Records from a dataset:
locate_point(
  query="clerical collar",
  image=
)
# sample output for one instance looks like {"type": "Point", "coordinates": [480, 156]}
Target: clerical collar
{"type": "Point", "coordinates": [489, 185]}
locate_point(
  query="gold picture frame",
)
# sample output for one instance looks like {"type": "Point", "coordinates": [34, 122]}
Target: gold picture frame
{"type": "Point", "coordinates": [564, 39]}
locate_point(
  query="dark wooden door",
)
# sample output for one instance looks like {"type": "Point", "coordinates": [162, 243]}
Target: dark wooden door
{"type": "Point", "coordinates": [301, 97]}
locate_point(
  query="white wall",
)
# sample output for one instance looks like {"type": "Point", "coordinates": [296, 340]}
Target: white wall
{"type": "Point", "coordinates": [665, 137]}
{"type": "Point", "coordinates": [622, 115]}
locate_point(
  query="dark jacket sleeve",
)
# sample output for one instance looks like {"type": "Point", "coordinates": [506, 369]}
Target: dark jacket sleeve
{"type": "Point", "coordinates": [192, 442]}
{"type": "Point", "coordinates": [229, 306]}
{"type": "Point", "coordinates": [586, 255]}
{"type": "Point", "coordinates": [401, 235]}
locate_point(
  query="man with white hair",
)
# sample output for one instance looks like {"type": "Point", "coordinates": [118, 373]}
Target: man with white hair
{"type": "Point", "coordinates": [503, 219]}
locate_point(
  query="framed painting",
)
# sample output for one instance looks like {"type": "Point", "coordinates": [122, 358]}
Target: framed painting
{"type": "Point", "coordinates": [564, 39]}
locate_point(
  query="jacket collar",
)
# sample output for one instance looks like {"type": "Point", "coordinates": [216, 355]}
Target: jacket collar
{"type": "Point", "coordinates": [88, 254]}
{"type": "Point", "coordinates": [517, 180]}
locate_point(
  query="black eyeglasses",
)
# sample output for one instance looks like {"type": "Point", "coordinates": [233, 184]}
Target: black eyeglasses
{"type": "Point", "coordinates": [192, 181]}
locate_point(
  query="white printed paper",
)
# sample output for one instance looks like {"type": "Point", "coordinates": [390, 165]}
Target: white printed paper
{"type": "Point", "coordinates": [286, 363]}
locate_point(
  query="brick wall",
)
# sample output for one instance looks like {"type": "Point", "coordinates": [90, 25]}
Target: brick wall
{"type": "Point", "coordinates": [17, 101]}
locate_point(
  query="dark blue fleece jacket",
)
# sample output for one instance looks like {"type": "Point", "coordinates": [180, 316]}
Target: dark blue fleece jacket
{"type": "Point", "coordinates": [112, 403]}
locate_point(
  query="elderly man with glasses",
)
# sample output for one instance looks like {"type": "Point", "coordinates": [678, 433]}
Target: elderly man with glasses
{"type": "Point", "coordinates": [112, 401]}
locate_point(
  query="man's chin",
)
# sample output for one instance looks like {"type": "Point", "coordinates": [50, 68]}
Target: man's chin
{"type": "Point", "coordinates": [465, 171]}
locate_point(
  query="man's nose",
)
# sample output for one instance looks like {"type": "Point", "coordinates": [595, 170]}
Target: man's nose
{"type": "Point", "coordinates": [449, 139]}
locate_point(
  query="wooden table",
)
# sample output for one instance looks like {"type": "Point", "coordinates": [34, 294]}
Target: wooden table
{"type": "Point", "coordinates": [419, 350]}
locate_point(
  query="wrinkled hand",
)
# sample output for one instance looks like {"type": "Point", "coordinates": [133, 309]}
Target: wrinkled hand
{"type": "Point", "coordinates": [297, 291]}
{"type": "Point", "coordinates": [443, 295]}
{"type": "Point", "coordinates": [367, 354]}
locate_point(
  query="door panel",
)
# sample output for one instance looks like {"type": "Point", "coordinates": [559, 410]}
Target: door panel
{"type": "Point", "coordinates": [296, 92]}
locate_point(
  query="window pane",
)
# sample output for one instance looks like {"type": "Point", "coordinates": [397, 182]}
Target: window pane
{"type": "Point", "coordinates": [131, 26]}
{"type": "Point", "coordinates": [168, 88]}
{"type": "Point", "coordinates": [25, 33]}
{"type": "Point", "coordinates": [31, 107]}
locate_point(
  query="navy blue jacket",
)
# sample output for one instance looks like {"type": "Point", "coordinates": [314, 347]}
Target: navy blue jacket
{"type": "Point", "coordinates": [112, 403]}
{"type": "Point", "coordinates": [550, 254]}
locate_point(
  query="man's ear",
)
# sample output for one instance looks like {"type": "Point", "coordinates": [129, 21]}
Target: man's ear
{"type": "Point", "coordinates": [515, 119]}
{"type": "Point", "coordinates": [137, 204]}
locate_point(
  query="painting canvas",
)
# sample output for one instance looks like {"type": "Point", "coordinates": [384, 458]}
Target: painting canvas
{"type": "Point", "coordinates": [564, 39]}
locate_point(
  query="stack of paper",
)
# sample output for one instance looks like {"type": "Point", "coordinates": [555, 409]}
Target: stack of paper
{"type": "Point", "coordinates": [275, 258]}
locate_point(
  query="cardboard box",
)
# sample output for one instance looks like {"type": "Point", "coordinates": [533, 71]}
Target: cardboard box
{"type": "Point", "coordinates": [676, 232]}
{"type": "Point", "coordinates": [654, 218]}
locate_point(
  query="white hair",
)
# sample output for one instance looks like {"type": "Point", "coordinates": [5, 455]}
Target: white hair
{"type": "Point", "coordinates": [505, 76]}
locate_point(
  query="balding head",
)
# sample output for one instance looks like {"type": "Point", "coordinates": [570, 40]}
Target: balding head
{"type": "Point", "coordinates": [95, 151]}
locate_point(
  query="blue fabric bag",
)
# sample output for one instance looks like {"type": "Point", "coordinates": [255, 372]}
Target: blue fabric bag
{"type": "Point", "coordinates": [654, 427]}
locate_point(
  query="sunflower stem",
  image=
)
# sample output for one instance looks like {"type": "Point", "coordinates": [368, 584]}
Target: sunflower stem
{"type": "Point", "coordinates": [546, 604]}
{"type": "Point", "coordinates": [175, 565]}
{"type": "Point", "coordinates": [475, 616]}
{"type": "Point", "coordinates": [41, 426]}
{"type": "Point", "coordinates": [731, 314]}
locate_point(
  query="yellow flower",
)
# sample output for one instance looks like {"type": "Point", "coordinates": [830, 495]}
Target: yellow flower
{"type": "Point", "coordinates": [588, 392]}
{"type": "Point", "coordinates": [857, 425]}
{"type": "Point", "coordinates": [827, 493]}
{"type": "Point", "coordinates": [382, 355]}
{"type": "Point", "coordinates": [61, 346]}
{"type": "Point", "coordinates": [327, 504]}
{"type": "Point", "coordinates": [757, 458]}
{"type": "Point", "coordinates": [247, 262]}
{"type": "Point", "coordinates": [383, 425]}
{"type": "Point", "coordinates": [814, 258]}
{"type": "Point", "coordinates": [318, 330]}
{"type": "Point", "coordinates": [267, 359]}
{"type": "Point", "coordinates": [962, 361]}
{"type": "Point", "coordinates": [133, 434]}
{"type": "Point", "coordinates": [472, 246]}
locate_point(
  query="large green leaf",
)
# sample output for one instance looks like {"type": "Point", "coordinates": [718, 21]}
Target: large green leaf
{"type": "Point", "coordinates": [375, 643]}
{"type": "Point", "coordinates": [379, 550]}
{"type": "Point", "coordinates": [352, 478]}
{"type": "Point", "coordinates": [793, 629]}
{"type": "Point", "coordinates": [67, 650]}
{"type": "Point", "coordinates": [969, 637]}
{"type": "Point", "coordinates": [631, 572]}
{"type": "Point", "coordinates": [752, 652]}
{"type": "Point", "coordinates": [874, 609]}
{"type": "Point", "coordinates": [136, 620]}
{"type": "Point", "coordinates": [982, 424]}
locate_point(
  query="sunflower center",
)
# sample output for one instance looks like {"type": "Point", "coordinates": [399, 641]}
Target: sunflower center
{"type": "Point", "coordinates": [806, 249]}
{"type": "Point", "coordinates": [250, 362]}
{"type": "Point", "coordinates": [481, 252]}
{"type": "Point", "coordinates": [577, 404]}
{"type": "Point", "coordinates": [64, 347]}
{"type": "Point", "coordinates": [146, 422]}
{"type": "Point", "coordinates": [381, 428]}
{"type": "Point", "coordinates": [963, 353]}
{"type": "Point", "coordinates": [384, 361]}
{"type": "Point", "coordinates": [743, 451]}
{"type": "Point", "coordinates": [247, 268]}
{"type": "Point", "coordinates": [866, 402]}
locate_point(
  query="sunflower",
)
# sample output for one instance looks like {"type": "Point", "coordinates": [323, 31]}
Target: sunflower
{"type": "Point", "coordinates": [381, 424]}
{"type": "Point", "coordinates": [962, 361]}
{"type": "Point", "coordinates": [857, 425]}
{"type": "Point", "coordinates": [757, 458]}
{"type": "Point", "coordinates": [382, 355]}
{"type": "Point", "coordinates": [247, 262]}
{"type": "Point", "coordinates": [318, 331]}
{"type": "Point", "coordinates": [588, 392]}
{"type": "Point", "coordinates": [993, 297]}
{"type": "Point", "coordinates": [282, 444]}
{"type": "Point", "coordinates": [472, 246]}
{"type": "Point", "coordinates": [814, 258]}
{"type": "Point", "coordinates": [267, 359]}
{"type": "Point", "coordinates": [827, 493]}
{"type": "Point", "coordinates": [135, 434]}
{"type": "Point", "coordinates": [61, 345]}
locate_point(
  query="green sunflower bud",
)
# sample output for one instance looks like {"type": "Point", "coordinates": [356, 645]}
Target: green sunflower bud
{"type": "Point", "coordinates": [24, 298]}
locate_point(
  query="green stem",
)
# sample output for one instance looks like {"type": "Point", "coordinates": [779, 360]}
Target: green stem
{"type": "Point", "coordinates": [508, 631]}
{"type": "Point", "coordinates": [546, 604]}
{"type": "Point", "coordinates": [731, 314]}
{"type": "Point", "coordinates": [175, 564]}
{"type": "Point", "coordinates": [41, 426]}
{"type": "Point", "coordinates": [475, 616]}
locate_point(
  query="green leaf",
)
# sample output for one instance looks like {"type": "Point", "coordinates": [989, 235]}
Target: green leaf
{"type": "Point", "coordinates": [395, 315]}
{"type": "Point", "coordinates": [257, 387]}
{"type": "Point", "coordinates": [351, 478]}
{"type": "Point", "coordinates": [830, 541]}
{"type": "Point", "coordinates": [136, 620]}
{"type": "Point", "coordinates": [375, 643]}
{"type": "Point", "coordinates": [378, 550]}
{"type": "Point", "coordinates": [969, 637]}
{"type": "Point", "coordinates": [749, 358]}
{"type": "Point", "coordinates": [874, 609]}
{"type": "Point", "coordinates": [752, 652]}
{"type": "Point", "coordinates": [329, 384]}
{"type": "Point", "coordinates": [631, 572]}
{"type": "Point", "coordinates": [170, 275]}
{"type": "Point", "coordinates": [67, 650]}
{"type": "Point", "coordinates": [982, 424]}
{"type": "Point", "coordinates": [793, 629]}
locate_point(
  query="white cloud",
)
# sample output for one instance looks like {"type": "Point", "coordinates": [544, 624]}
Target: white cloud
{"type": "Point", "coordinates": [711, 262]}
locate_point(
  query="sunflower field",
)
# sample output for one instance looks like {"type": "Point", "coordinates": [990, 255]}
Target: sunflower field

§ REQUIREMENT:
Identify all lines in the records above with the word "field".

§ PROBLEM SOLUTION:
  query="sunflower field",
Target: sunflower field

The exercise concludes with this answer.